• **What you need to do**
In the excerpt comparing butter and margarine, what is butter said to be made of?
[[ Page excerpt, beginning ]]
So, which is healthier?
Overall, most health experts recommend consuming butter over margarine. While butter has been historically demonized, in the context of an overall healthy diet and lifestyle, more recent research demonstrates that butter can be consumed with little to no concern.
In fact, a systematic review and meta-analysis of nine studies and over 636,000 adults found a relatively small or neutral overall association of butter with mortality, cardiovascular disease, and diabetes, and did not support a need for major emphasis on decreasing butter consumption (37).

The Bottom Line
In the debate of butter versus margarine, butter is the winner. Butter is a natural food made of cream and sometimes salt, while margarine is an ultra-processed food made of a mixture of plant oils, water, salt, emulsifiers, preservatives, flavors, and colors. While butter and margarine contain the same amount of calories and fat, butter contains more naturally occurring micronutrients, including vitamin K2, and more omega-3 fatty acids, butyrate, and CLA. Although butter contains saturated fat, it is not considered as dangerous as previously thought, and margarine contains more omega-6 fatty acids, which have been correlated with inflammation when consumed in excess.
[[ Page excerpt, end ]]
[[ Given information, beginning ]]
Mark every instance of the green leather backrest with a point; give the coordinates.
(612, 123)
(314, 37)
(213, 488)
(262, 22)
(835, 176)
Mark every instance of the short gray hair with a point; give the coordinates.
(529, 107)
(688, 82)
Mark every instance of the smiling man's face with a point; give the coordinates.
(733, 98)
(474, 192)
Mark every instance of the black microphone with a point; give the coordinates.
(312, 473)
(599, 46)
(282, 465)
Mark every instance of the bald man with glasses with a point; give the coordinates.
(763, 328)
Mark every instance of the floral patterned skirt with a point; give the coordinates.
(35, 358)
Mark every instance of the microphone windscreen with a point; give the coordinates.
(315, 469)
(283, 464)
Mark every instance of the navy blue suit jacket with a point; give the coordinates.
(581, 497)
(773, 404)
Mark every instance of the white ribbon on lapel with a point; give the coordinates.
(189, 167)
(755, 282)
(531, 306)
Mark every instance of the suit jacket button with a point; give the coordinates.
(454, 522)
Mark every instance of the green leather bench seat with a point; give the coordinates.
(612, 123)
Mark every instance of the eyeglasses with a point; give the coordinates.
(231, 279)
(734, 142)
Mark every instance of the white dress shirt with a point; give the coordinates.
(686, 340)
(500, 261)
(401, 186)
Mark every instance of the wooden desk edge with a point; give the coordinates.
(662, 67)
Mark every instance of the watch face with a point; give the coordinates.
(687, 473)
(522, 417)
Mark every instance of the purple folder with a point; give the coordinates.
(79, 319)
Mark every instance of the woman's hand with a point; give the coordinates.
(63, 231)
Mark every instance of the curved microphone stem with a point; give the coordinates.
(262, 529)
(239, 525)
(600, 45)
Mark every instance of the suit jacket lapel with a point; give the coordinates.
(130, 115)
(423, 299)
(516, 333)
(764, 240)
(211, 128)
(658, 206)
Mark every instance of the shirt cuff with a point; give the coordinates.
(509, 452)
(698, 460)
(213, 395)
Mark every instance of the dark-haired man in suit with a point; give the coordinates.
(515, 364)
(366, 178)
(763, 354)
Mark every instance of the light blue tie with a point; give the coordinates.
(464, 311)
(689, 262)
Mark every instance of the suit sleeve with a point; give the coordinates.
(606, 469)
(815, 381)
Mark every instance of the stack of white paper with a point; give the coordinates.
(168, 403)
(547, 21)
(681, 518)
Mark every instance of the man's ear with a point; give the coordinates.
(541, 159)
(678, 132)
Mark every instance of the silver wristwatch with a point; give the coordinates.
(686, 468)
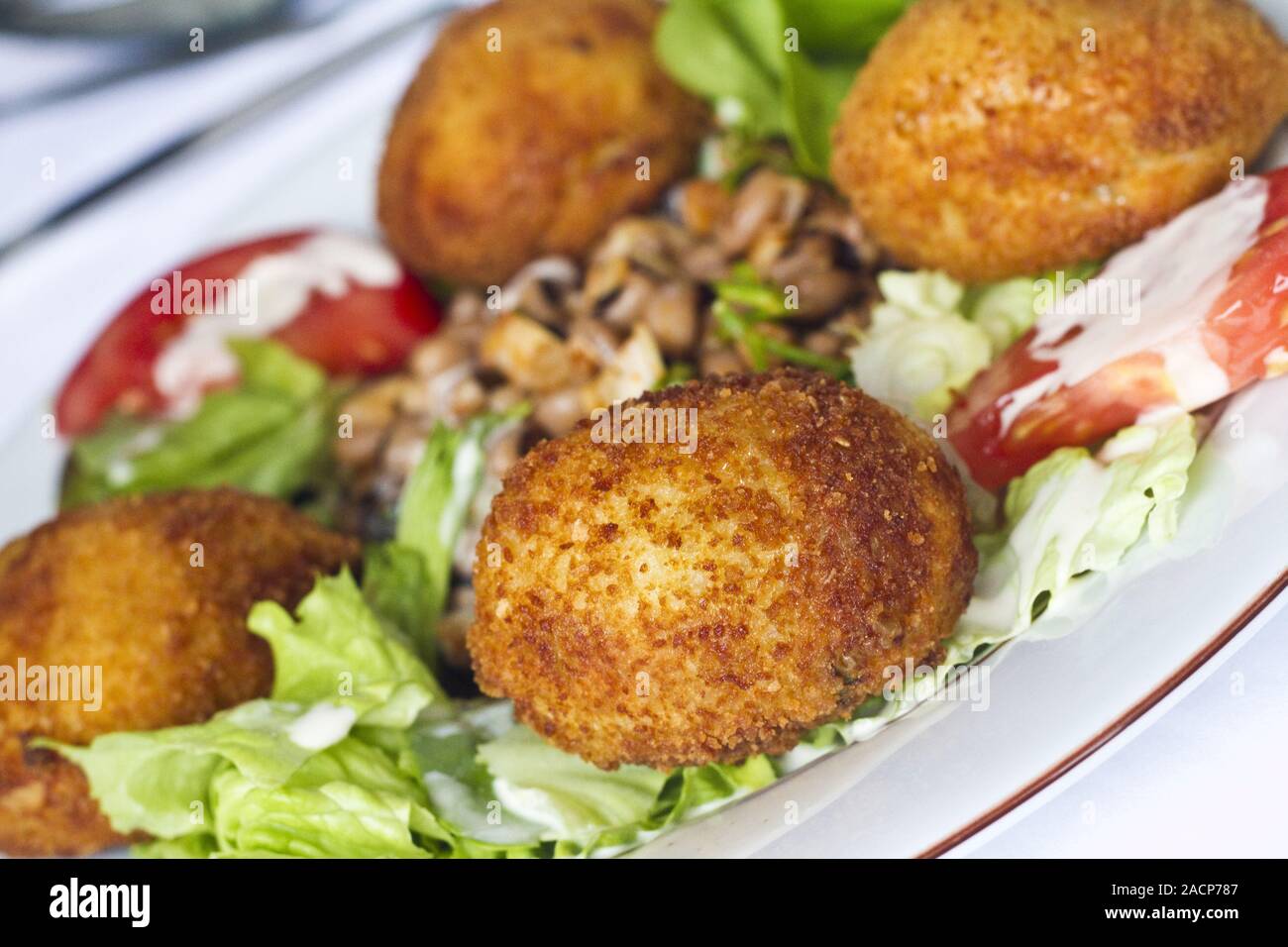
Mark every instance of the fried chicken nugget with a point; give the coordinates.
(522, 133)
(119, 586)
(1003, 138)
(645, 604)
[[ Given information, end ]]
• **Task response**
Cream and sometimes salt.